**CONSEGNA:**
Rispondi alle domande seguenti in base al testo sul programma di mandato della giunta regionale.
(a) Quante pagine conta il programma di mandato dell'amministrazione regionale?
(b) Chi ha tenuto per sé la delega alla sicurezza?
(c) Quanto spazio occupa il tema della sicurezza in quel programma?

**TESTO DI PARTENZA:**
########
E la conferma che il tema dovesse, forse per strategia politica, avere una importanza ridotta se non nulla nell'azione politica ed amministrativa promessa dal governo regionale, è arrivata dalla pubblicazione del programma di mandato della nuova giunta, da oltre sei mesi alla guida della Regione Emilia-Romagna. Un documento che è necessario redigere e pubblicare. Un documento che, nello specifico dell'amministrazione regionale, conta 78 pagine. In queste il tema della sicurezza appare soltanto alla fine (anche se l'ordine non è per importanza), ma di fatto, ciò che è significativo, liquidato in poche righe.
La sicurezza, con una delega che il Presidente Bonaccini ha tenuto per sé, è limitata a poco più della metà di una delle 78 pagine di impegni programmatici snocciolati accuramente ed ampiamente per ogni assessorato. Nulla di paragonabile allo spazio e al livello di specificità dei contenuti relativi alla sicurezza. E non regge nemmeno la motivazione che queste righe siano pregne di contenuti di merito, semplicemente perché non lo sono. Anzi sono poche, e general-generiche. Come se in Emilia-Romagna la sicurezza, quella di strada, quella dei reati predatori, quella legata all'immigrazione, quella legata alle infiltrazioni e al radicamento di camorra, Ndrangheta nel tessuto economico e sociale, non rappresentasse un problema o fosse l'ultimo dei problemi o, forse, una questione marginale. Per lo più, in quelle righe, solo indirizzi che non definiscono chiaramente obiettivi e tanto meno azioni per raggiungerli.
########
**DATI DI PARTENZA:**
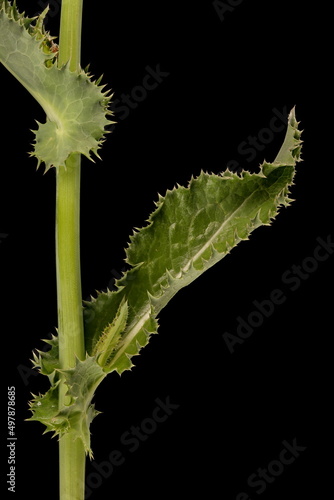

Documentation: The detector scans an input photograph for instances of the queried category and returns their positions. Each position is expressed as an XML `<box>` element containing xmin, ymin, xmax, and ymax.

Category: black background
<box><xmin>0</xmin><ymin>0</ymin><xmax>333</xmax><ymax>500</ymax></box>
########
**RISPOSTA:**
(a) 78 pagine.
(b) Il Presidente Bonaccini.
(c) Poco più della metà di una delle 78 pagine.